START Extracted entries
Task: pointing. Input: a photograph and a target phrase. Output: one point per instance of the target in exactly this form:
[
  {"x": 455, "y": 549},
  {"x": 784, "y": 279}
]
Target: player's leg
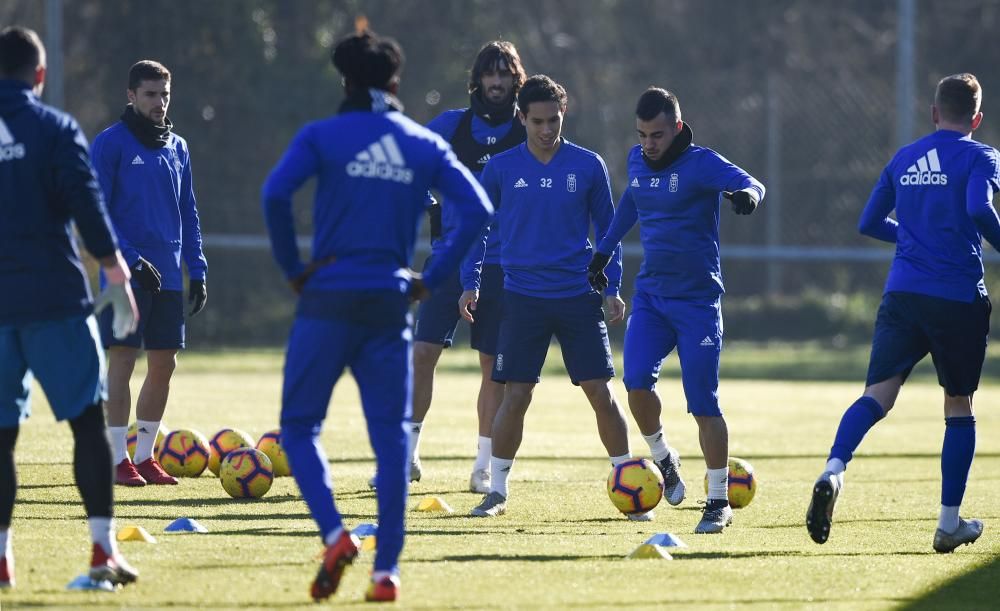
[
  {"x": 382, "y": 370},
  {"x": 72, "y": 379},
  {"x": 897, "y": 345},
  {"x": 485, "y": 334},
  {"x": 163, "y": 337},
  {"x": 649, "y": 338},
  {"x": 317, "y": 353},
  {"x": 958, "y": 335},
  {"x": 15, "y": 406}
]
END Extracted entries
# Task instructions
Without carrying over any pictures, retype the records above exactly.

# Solved problem
Task: pointing. Input: a photograph and a target phrase. Output: one point per instance of the target in exactly this form:
[
  {"x": 455, "y": 549},
  {"x": 784, "y": 279}
]
Target: player's leg
[
  {"x": 382, "y": 370},
  {"x": 72, "y": 379},
  {"x": 897, "y": 345},
  {"x": 485, "y": 334},
  {"x": 163, "y": 337},
  {"x": 649, "y": 338},
  {"x": 317, "y": 353},
  {"x": 958, "y": 335},
  {"x": 15, "y": 406}
]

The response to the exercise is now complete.